United States District Court, Fifth Circuit

December 12, 2013

YVONNE M. DEMARCE, Plaintiff,
v.
ROBINSON PROPERTY GROUP CORPORATION, Defendant.

MEMORANDUM OPINION GRANTING SUMMARY JUDGMENT

SHARION AYCOCK, District Judge.

Presently before the Court are Defendant's Motion for Summary Judgment [54], Defendant's Unopposed Motion for Leave to File Excess Pages [62][1], Defendant's Motion to Strike [63], and Plaintiff's Motion to Amend or Correct [66]. After reviewing the motions, responses, and applicable legal authority, the Court finds that summary judgment is appropriate.

Data in this exercise:
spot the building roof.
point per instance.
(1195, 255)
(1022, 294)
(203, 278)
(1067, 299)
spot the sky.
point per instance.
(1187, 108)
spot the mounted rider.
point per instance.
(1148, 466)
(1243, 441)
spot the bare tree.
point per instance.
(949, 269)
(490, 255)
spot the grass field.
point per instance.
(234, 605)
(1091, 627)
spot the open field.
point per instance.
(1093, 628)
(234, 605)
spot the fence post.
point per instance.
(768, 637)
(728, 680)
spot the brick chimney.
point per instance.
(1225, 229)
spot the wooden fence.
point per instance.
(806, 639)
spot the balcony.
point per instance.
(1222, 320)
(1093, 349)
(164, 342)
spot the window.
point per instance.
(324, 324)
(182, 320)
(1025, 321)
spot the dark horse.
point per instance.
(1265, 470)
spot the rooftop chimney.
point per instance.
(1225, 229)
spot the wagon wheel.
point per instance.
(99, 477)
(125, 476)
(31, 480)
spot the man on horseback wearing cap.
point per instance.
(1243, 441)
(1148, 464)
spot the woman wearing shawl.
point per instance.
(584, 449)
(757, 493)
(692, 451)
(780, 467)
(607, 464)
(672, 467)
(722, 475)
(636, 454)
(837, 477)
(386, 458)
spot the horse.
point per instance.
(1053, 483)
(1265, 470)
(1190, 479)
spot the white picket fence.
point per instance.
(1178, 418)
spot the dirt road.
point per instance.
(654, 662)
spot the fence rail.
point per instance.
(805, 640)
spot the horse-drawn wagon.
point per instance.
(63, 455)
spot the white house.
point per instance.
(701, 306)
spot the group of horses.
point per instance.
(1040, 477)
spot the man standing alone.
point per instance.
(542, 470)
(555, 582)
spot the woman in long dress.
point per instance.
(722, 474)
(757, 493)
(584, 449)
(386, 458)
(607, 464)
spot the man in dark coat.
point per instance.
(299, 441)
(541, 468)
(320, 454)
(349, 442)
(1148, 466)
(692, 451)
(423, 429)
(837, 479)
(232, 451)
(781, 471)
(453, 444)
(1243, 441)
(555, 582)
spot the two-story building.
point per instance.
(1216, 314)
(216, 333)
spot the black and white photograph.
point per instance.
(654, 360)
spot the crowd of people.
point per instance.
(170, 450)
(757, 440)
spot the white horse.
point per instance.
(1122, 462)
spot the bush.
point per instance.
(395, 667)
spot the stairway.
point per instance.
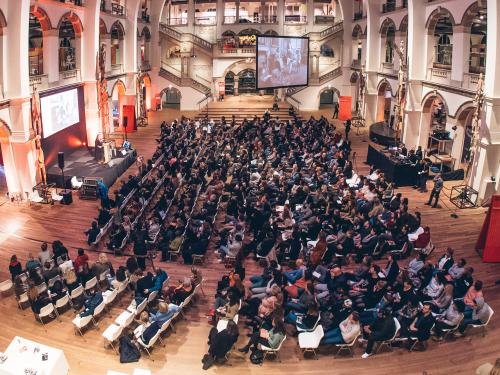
(246, 107)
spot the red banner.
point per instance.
(345, 108)
(489, 238)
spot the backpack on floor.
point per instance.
(257, 357)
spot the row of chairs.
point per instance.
(310, 340)
(127, 317)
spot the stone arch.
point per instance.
(471, 13)
(146, 34)
(103, 30)
(120, 30)
(326, 90)
(435, 16)
(403, 26)
(3, 22)
(249, 32)
(5, 131)
(42, 17)
(429, 98)
(388, 22)
(357, 31)
(75, 21)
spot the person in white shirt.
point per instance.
(346, 333)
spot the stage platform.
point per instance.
(382, 134)
(82, 163)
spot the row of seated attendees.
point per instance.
(294, 194)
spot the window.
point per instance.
(296, 11)
(230, 12)
(205, 13)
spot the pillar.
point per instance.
(461, 52)
(51, 54)
(372, 59)
(416, 72)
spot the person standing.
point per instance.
(347, 129)
(336, 110)
(436, 190)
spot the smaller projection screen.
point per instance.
(59, 111)
(282, 62)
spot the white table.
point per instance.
(22, 354)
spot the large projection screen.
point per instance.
(59, 111)
(282, 62)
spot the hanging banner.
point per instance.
(345, 108)
(489, 239)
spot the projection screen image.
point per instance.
(282, 62)
(59, 111)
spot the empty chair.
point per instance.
(151, 343)
(92, 283)
(6, 287)
(299, 329)
(483, 326)
(309, 341)
(111, 334)
(136, 310)
(389, 342)
(98, 310)
(81, 322)
(152, 296)
(62, 302)
(47, 310)
(35, 197)
(56, 197)
(276, 352)
(77, 292)
(349, 347)
(125, 319)
(23, 300)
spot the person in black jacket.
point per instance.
(382, 329)
(220, 343)
(421, 325)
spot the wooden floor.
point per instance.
(22, 228)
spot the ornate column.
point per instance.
(416, 73)
(372, 59)
(461, 52)
(51, 54)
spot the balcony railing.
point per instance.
(229, 19)
(205, 20)
(145, 66)
(295, 18)
(116, 68)
(117, 9)
(39, 80)
(324, 19)
(73, 2)
(69, 75)
(177, 21)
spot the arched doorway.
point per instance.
(145, 95)
(117, 100)
(247, 82)
(328, 97)
(229, 83)
(171, 98)
(434, 120)
(384, 103)
(4, 148)
(117, 46)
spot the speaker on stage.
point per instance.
(67, 197)
(60, 160)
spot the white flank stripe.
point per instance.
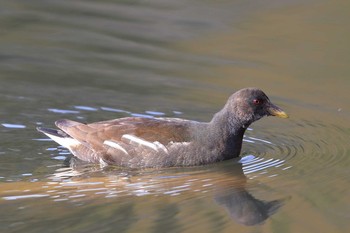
(140, 141)
(115, 146)
(174, 145)
(161, 146)
(66, 142)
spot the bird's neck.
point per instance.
(226, 132)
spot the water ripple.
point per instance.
(308, 148)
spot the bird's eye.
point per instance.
(258, 101)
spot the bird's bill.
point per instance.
(277, 111)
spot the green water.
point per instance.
(98, 60)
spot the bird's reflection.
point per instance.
(225, 182)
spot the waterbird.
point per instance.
(140, 142)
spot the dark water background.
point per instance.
(98, 60)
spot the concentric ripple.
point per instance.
(308, 147)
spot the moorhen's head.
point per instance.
(250, 104)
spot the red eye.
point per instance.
(257, 101)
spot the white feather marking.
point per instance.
(140, 141)
(161, 146)
(115, 146)
(66, 142)
(103, 163)
(174, 145)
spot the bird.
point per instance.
(141, 142)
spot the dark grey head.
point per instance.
(250, 104)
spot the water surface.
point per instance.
(98, 60)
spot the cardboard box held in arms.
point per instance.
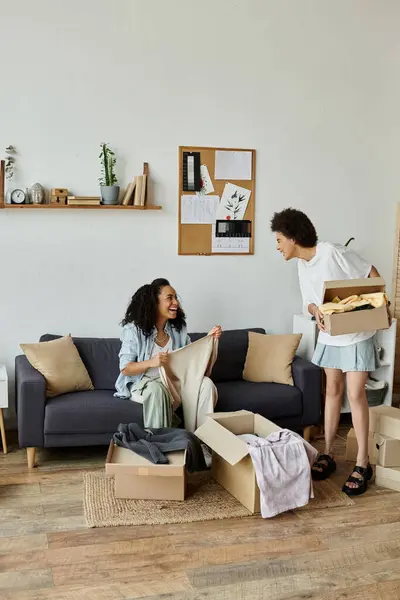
(356, 321)
(137, 478)
(232, 466)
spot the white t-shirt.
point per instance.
(332, 262)
(154, 371)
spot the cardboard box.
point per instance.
(352, 447)
(138, 478)
(387, 450)
(385, 420)
(232, 466)
(385, 477)
(356, 321)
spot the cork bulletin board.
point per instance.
(216, 201)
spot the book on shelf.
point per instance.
(83, 200)
(128, 197)
(140, 192)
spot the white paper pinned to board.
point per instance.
(198, 209)
(232, 164)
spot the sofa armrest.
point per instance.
(30, 394)
(307, 378)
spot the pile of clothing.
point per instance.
(352, 303)
(282, 463)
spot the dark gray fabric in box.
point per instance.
(232, 352)
(96, 411)
(100, 357)
(271, 400)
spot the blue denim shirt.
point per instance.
(136, 347)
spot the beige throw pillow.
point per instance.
(60, 364)
(269, 358)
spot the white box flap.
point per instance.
(263, 427)
(351, 287)
(222, 441)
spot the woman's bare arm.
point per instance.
(373, 272)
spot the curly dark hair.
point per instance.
(296, 226)
(142, 309)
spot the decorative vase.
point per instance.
(109, 194)
(36, 193)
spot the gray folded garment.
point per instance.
(153, 444)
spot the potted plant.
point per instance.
(108, 181)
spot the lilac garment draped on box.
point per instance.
(282, 463)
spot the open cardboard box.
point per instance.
(357, 321)
(352, 447)
(232, 466)
(389, 478)
(138, 478)
(385, 420)
(387, 450)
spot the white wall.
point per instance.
(313, 85)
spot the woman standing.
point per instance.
(155, 324)
(350, 356)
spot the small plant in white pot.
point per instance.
(108, 181)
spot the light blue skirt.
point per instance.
(361, 357)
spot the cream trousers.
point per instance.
(157, 402)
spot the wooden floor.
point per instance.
(46, 552)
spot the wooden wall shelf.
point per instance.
(3, 204)
(84, 206)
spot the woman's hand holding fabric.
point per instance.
(159, 360)
(216, 332)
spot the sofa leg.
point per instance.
(31, 453)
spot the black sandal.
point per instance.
(327, 466)
(362, 482)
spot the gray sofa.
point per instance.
(90, 418)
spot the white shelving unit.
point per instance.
(385, 339)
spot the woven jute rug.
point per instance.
(206, 501)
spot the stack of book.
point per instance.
(83, 200)
(136, 192)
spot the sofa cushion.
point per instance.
(232, 352)
(270, 400)
(89, 412)
(269, 358)
(60, 364)
(100, 357)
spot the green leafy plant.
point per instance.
(108, 161)
(233, 204)
(10, 160)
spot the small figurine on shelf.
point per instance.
(9, 169)
(36, 193)
(108, 180)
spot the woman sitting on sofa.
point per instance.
(155, 324)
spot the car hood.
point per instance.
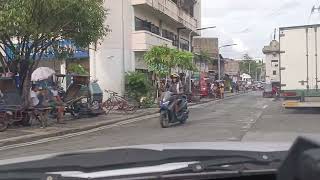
(228, 146)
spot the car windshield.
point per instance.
(158, 74)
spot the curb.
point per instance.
(34, 137)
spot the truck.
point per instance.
(300, 66)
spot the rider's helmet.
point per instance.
(174, 75)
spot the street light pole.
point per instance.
(219, 59)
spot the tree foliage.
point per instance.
(161, 59)
(250, 66)
(29, 27)
(137, 85)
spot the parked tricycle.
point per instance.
(82, 97)
(11, 109)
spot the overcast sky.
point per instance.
(250, 23)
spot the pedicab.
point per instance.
(82, 97)
(11, 107)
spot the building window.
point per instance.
(184, 44)
(147, 26)
(170, 35)
(274, 72)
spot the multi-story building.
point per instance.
(272, 52)
(208, 46)
(232, 69)
(136, 26)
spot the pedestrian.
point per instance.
(222, 91)
(37, 100)
(56, 104)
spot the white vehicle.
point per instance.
(300, 66)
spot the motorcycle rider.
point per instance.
(177, 89)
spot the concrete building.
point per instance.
(209, 46)
(136, 26)
(272, 69)
(232, 69)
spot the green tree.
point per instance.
(138, 85)
(161, 59)
(29, 27)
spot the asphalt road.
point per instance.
(247, 117)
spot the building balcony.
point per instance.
(144, 40)
(168, 10)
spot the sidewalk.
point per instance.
(16, 134)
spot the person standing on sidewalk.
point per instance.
(57, 104)
(222, 91)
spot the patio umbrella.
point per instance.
(42, 73)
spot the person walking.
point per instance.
(222, 90)
(56, 104)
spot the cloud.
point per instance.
(250, 23)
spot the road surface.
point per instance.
(246, 117)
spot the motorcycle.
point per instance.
(168, 113)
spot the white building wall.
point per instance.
(114, 55)
(272, 67)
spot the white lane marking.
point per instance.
(45, 140)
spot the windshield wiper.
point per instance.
(228, 163)
(133, 158)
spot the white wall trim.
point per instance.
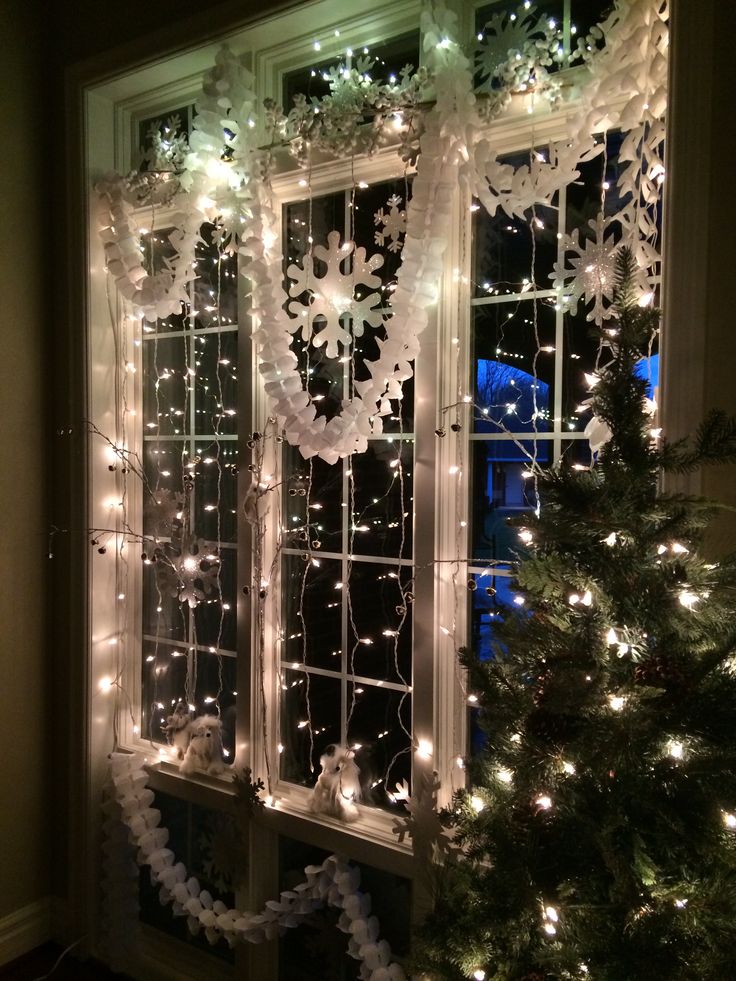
(24, 929)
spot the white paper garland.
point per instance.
(234, 190)
(334, 883)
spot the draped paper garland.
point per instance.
(334, 883)
(230, 188)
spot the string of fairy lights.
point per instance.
(186, 422)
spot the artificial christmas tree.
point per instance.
(598, 830)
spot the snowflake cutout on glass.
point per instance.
(163, 513)
(224, 852)
(394, 224)
(592, 277)
(190, 575)
(508, 36)
(335, 312)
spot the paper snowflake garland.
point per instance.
(393, 222)
(591, 274)
(335, 311)
(507, 34)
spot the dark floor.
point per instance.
(38, 964)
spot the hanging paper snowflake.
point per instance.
(189, 575)
(335, 311)
(515, 48)
(592, 277)
(394, 224)
(506, 34)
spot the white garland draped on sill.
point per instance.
(626, 89)
(334, 883)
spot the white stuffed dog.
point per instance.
(177, 729)
(204, 752)
(337, 790)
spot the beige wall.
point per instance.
(24, 288)
(699, 331)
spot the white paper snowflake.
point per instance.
(189, 575)
(335, 311)
(394, 224)
(506, 36)
(591, 274)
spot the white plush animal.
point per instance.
(177, 729)
(204, 752)
(337, 790)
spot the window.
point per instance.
(308, 603)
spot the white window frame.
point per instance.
(112, 109)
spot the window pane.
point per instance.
(165, 670)
(317, 951)
(504, 247)
(514, 371)
(310, 722)
(383, 498)
(389, 58)
(500, 491)
(209, 844)
(380, 633)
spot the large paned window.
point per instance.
(303, 603)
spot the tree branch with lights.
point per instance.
(598, 830)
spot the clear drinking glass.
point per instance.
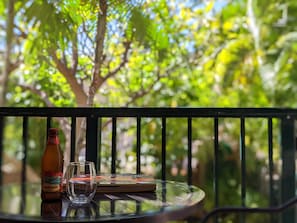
(81, 182)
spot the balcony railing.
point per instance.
(278, 123)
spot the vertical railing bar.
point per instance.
(270, 161)
(72, 138)
(113, 145)
(288, 169)
(163, 148)
(243, 161)
(1, 148)
(190, 151)
(138, 143)
(25, 148)
(216, 161)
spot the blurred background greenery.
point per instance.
(142, 53)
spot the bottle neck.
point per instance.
(53, 140)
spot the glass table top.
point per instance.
(170, 201)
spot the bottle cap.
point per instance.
(53, 131)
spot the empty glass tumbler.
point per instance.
(81, 182)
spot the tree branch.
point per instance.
(80, 95)
(42, 94)
(97, 79)
(127, 45)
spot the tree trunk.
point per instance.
(7, 58)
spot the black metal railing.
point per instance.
(286, 132)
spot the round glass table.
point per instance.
(170, 201)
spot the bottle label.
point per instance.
(53, 140)
(52, 182)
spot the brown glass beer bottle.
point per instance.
(52, 168)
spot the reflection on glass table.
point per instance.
(170, 201)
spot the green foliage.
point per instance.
(189, 54)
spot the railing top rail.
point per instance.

Tasks to carry out:
- 1) In the memorandum opinion, condense the paragraph beginning "Presently before the Court are" into a short list that keeps its main facts.
- 2) Show each line of the records that contains the word "woman". Case counts.

Responses for each task:
- 1)
Motions before the Court:
- Defendant's Motion for Summary Judgment [54]
- Defendant's Unopposed Motion for Leave to File Excess Pages [62]
- Defendant's Motion to Strike [63]
- Plaintiff's Motion to Amend or Correct [66]

After reviewing the motions, responses, and applicable legal authority, the Court finds summary judgment appropriate.

- 2)
spot the woman wearing shawl.
spot the woman in long dress.
spot the woman's bare arm.
spot the woman standing.
spot the woman's hand holding fabric.
spot the woman sitting on sofa.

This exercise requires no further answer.